- _GIVEN PASSAGE_
--

The speed and scale of the outbreak and its arrival in the U.S. has also prompted manufacturers that haven't focused their research on Ebola to consider nontraditional pathways to test unapproved drugs to treat the disease. Philadelphia-based Hemispherx Biopharma said this week that it hired law firm Squire Patton Boggs to “find additional pathways” to test Ampligen, its experimental anti-viral drug, and Alferon, an anti-viral approved to treat genital warts.
About 9,200 Ebola cases have been reported worldwide, according to the Centers for Disease Control and Prevention. Three have been diagnosed and treated in the U.S., and a few others have been flown to the U.S. for treatment after contracting the disease as aid workers in West Africa, the center of the outbreak.
The FDA, under its authority to expand access to an experimental treatment, can grant emergency investigational new drug applications when a treating physician requests a drug. The FDA can also utilize a regulation referred to as the Animal Rule (PDF), which allows certain products to be tested for efficacy in animals. The FDA has said that getting a drug approved under the Animal Rule means that the efficacy studies in humans could not be conducted because it would be unethical and trials would not have been feasible.
Still, the FDA's options raise both ethical and safety questions. What's the best way to develop data in an expedited review? Who gets to take the drug? If product is limited, what patients should use it first?
“This is unusual because you've got such a serious health crisis,” said James Cohen, head of the FDA practice at the law firm McDermott Will and Emory. “It's comparable to traditional vaccine development when there are potential shortages or significant shortages that can led to serious health issues or crises, or biological threats.”
A randomized clinical trial is considered the gold standard for drug development, but trials may take too long and would require some infected patients to receive a placebo rather than treatment.
The global medical community differs on how best to handle that process and medical ethicists in recent months have argued both sides in the pages of medical journals. Dr. Steven Joffe, vice chair of the medical ethics and health policy department at the University of Pennsylvania, wrote in JAMA this month that randomized clinical trials are the best way to conduct Ebola research. A group of scientists and bioethicists took the opposite stance in the Lancet.
“We accept that (randomized clinical trials) can generate strong evidence in ordinary circumstances; not, however, in the midst of the worst Ebola epidemic in history,” the authors wrote in the Lancet. “The urgent need is to establish whether new investigational drugs offer survival benefits, and thus which, if any, should be recommended by WHO to save lives. We have innovative but proven trial designs for doing exactly that. We should be using them, rather than doggedly insisting on gold standards that were developed for different settings and purposes.

--

- _ASSIGNED TASK 1_
Quote the passage on Ebola drug testing word for word, from "The speed and" up to and including "of the outbreak.".
- _ASSIGNED TASK 2_
Continue the article about testing Ebola drugs from the point where it stops.

- _RECORD EXCERPTS_
--

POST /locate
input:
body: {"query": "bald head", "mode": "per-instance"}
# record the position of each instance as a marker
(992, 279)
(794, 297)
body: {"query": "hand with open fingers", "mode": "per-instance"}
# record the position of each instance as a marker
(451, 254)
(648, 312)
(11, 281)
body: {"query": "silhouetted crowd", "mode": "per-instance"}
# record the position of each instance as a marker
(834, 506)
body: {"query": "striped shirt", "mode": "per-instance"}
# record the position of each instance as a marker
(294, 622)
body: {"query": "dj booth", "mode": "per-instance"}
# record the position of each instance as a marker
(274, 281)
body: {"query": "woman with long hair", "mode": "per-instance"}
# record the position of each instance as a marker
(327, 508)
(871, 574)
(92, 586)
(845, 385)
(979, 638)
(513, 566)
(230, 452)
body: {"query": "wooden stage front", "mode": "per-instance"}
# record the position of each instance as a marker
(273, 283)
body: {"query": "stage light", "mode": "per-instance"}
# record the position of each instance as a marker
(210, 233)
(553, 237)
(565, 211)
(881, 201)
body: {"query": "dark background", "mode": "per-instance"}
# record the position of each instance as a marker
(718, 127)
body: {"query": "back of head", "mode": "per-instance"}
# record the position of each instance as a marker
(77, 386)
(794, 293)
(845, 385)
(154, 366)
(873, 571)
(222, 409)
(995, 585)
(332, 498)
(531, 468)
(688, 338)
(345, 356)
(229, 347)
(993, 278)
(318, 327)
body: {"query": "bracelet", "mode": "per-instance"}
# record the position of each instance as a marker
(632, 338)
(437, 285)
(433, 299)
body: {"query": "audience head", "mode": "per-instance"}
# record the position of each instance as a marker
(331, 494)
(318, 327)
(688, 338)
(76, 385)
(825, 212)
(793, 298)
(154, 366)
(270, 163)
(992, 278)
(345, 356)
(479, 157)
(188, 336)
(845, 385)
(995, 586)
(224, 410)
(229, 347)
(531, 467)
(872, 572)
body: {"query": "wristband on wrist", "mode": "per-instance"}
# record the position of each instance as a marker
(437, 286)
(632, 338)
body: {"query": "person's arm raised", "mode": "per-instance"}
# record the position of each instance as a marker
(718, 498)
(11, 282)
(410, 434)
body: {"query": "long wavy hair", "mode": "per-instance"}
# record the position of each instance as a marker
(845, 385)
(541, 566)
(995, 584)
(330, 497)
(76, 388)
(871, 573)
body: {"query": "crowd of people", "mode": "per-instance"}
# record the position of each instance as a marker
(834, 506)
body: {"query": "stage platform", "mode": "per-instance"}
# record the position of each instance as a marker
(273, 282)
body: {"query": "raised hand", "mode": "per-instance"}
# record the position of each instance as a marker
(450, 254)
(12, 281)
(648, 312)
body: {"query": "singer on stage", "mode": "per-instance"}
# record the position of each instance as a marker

--

- _RESPONSE 1_
The speed and scale of the outbreak and its arrival in the U.S. has also prompted manufacturers that haven't focused their research on Ebola to consider nontraditional pathways to test unapproved drugs to treat the disease. Philadelphia-based Hemispherx Biopharma said this week that it hired law firm Squire Patton Boggs to “find additional pathways” to test Ampligen, its experimental anti-viral drug, and Alferon, an anti-viral approved to treat genital warts.
About 9,200 Ebola cases have been reported worldwide, according to the Centers for Disease Control and Prevention. Three have been diagnosed and treated in the U.S., and a few others have been flown to the U.S. for treatment after contracting the disease as aid workers in West Africa, the center of the outbreak.

- _RESPONSE 2_
But there are other questions beyond the design of the clinical trial and review process. Some experimental therapies are already in short supply, such as ZMapp, which was developed by Mapp Pharmaceutical. The drug's antibodies are taken from tobacco plants. As of Aug. 12, the company's supply of ZMapp was exhausted and remains so.
This is one reason that some analysts say Chimerix is a frontrunner. The company is in phase III clinical trial using brincidofovir to prevent cytomegalovirus in renal transplant patients. The drug has been used to treat more than 1,000 patients for safety and efficacy, has large-scale manufacturing in place and can be distributed in tablet form, said Katherine Wu, an analyst for investment bank William Blair.
“Once efficacy is demonstrated in either infected animals or humans, brincidofovir could be used in Ebola patients broadly and Chimerix could receive stockpiling orders from various governments,” Wu said in an Oct. 15 research note.
The company has said it is in discussions with the CDC to also use brincidofovir as a prophylactic treatment for patients exposed to Ebola, Wu said in an interview.
Hemispherx expects Squire Patton Boggs to help the company “educate the federal government about the availability and potential” of its drugs to treat Ebola while also communicating the same message to the overseas governments that are dealing with the outbreak, said Kevin O'Neill, the firm's deputy global managing partner for public policy, investigatory and regulatory solutions. “Other companies have gotten their products made available to address the crisis,” he said.